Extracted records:
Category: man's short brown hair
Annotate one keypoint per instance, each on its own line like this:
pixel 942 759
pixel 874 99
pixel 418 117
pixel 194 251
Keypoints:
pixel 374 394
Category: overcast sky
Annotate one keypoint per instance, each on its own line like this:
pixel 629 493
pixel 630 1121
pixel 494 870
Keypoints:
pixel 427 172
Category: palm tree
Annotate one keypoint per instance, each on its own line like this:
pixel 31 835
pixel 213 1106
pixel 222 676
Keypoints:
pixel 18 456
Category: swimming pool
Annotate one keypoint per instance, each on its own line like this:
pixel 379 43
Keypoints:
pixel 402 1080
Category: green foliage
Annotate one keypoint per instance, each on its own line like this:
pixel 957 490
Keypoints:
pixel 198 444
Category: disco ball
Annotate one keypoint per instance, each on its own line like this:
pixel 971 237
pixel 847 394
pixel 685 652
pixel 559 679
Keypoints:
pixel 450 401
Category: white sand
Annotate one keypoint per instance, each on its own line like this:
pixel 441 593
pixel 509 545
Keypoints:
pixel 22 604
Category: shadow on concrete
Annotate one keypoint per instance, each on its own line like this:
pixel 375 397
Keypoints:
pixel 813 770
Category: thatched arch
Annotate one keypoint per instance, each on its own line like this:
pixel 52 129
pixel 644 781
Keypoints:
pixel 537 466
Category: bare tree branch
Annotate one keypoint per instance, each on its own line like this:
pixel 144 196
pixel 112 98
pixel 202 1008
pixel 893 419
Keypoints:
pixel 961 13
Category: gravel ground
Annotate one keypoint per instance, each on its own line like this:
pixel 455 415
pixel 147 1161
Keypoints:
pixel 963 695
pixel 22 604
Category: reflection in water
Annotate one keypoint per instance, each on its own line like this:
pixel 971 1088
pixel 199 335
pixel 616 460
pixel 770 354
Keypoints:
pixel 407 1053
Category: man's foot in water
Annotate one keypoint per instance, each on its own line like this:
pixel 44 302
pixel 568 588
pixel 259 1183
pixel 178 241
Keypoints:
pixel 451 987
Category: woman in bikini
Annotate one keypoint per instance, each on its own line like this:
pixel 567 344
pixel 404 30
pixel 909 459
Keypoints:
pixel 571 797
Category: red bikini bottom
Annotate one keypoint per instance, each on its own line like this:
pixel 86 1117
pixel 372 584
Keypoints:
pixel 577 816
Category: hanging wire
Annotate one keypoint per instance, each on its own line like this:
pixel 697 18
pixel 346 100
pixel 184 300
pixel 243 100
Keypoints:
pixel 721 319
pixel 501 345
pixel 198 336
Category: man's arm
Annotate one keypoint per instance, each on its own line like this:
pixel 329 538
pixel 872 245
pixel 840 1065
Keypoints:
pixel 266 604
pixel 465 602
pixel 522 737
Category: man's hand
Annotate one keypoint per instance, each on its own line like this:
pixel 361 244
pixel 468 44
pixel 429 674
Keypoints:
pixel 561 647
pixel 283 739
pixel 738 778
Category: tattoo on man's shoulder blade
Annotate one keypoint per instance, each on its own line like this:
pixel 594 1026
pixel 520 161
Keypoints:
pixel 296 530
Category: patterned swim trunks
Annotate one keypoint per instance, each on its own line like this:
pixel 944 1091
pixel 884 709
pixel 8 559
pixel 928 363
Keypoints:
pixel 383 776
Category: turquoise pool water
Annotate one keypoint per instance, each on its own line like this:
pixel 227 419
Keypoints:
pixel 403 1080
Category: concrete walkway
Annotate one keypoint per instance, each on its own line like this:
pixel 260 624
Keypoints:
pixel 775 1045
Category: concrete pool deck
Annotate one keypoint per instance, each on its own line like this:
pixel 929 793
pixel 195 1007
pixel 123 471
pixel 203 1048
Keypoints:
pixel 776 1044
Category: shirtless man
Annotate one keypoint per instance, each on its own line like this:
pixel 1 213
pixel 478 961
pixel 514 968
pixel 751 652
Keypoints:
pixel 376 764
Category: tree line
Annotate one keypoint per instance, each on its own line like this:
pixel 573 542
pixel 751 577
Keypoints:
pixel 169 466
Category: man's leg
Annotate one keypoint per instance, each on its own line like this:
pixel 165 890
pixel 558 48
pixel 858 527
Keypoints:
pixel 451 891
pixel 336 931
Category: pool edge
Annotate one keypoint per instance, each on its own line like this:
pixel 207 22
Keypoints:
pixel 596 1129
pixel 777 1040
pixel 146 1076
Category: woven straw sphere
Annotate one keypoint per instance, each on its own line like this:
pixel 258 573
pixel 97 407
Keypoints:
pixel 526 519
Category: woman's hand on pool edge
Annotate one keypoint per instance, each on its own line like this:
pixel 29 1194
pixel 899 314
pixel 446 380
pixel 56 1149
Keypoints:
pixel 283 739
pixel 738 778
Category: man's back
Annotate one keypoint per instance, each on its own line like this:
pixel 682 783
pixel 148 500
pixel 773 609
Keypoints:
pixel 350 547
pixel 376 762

**TASK OBJECTIVE**
All of the entries above must be quoted exactly.

**EXERCISE RESPONSE**
Category: man's short brown hair
Annotate one keypoint per instance, each on its own line like this:
pixel 942 759
pixel 874 99
pixel 418 117
pixel 194 251
Keypoints:
pixel 374 394
Category: overcast sky
Annotate one keypoint per instance, each on its own line like this:
pixel 629 493
pixel 630 1121
pixel 494 870
Keypoints:
pixel 427 172
Category: palm tree
Annotate one keypoint per instance, each on its own line like this:
pixel 31 835
pixel 213 1106
pixel 222 676
Keypoints:
pixel 18 456
Category: swimming pool
Annotate one keypoint per instance, each on its own line like this:
pixel 379 43
Keypoints:
pixel 402 1080
Category: green foliage
Annotate one keypoint per instance, each on its own line like this:
pixel 957 490
Keypoints:
pixel 198 444
Category: disco ball
Annotate one keypoint per instance, each on its own line like this:
pixel 971 237
pixel 847 394
pixel 685 652
pixel 559 679
Keypoints:
pixel 450 401
Category: white sand
Annotate one keypoint per instance, each on its own line like this:
pixel 441 593
pixel 509 545
Keypoints:
pixel 22 604
Category: shadow on concrete
Annotate one keypoint per instance, each on its own line like this:
pixel 375 397
Keypoints:
pixel 813 770
Category: thatched arch
Annotate one keypoint per instance, each on its own line like this:
pixel 52 129
pixel 644 781
Keypoints:
pixel 537 466
Category: bare tree branch
Annotate one keypoint per instance, each on its own line like this:
pixel 144 196
pixel 112 98
pixel 202 1008
pixel 893 419
Keypoints:
pixel 961 13
Category: gravel ground
Annotate one keypoint per instance, each on its own line like this:
pixel 455 415
pixel 147 1161
Keypoints:
pixel 963 695
pixel 22 604
Category: reflection in water
Annotate one keypoint per instance, each on its own line like this:
pixel 971 1088
pixel 199 335
pixel 616 460
pixel 770 354
Keypoints:
pixel 407 1053
Category: man's foot in water
Annotate one keypoint per instance, each on its own line like this:
pixel 44 302
pixel 568 588
pixel 259 1183
pixel 178 241
Keypoints:
pixel 451 987
Category: woman in bikini
Annotate one keypoint per instance, each on its own line like this:
pixel 567 344
pixel 404 30
pixel 909 459
Keypoints:
pixel 571 797
Category: red bikini bottom
Annotate one keypoint per instance, each on its own line like this:
pixel 86 1117
pixel 372 584
Keypoints:
pixel 577 816
Category: hanging wire
Annotate one keypoint per instance, each on its own line like this:
pixel 697 18
pixel 346 100
pixel 184 300
pixel 243 100
Keypoints:
pixel 721 319
pixel 501 345
pixel 198 336
Category: man's arm
Annotate one keypoint per instance, each on its own line like this:
pixel 329 538
pixel 872 245
pixel 840 1065
Keypoints:
pixel 266 604
pixel 465 602
pixel 522 737
Category: man's hand
Annotate one keypoint per instance, each on its own line like this:
pixel 361 244
pixel 468 44
pixel 429 674
Keypoints:
pixel 561 647
pixel 283 739
pixel 738 778
Category: tattoo on man's shoulder blade
Annotate one keypoint per instance, each on its own line like this:
pixel 594 1026
pixel 520 161
Keypoints:
pixel 296 530
Category: patterned swim trunks
Annotate one keypoint per instance, each on its own line like this:
pixel 944 1091
pixel 884 709
pixel 8 559
pixel 928 363
Keypoints:
pixel 383 776
Category: turquoise pool water
Annotate one keypoint per instance, each on its own line like this:
pixel 227 419
Keypoints:
pixel 403 1080
Category: concrete walkway
Annotate one keypoint per instance, each on its own line like this:
pixel 260 624
Keypoints:
pixel 775 1045
Category: concrete pool deck
Annotate one keypoint per instance, each on its own line like this:
pixel 929 793
pixel 195 1007
pixel 123 471
pixel 203 1048
Keypoints:
pixel 776 1044
Category: shirtless man
Annotate one keypoint per instance, each on its own line like this:
pixel 1 213
pixel 478 961
pixel 514 968
pixel 751 652
Keypoints:
pixel 376 764
Category: tree line
Annotate one keypoint per instance, each on its own line like this:
pixel 573 542
pixel 751 577
Keypoints:
pixel 169 466
Category: man's leg
Annotate one keypoint per instance, each on its own line like this:
pixel 165 890
pixel 558 48
pixel 858 527
Keypoints:
pixel 451 891
pixel 336 931
Category: pool edge
Annotate one keypoint per instance, each on its own line like this:
pixel 207 22
Keypoints:
pixel 596 1129
pixel 777 1040
pixel 146 1076
Category: woven straw sphere
Annotate one keypoint per instance, each on its own line like this:
pixel 258 573
pixel 97 407
Keypoints:
pixel 526 519
Category: woman's hand on pool edge
Annotate one keypoint per instance, each on its own line like this:
pixel 29 1194
pixel 899 314
pixel 446 380
pixel 56 1149
Keypoints:
pixel 283 739
pixel 738 778
Category: man's back
Annotate one keypoint per instance, each on its own line like this:
pixel 682 783
pixel 148 500
pixel 773 609
Keypoints:
pixel 350 547
pixel 376 762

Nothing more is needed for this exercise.